▶ **Exercise prompt**:
Filter the listing below and copy out every line that contains the word "white".

▶ **Information provided**:
━━━
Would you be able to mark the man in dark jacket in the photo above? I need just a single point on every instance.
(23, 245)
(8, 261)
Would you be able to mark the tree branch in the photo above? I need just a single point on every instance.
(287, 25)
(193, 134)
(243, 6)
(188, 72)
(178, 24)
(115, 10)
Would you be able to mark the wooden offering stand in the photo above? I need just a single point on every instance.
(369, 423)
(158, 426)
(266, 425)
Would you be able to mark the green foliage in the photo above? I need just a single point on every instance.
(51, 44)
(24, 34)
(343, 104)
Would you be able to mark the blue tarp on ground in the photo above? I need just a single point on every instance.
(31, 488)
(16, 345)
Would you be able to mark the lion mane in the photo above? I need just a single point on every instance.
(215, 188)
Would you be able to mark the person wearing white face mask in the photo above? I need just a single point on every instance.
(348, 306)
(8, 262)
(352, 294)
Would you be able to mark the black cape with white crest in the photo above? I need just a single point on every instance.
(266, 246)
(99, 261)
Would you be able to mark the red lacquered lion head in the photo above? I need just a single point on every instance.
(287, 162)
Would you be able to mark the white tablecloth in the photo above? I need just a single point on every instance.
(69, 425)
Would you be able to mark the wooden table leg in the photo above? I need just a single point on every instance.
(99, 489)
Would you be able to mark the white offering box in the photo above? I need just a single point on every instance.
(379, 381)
━━━
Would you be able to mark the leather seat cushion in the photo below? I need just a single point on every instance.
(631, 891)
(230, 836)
━━━
▶ **Final result**:
Would you be able to mark the person wearing white face mask in the photo above? I need just a single point on every instance.
Would you be able to mark the black cape with white crest in the photo above? I need just a single point on every instance.
Would you be able to mark the white tablecloth in the photo above? I need just a single point on every instance.
Would you be able to mark the white offering box in the photo above? I need just a single point on every instance.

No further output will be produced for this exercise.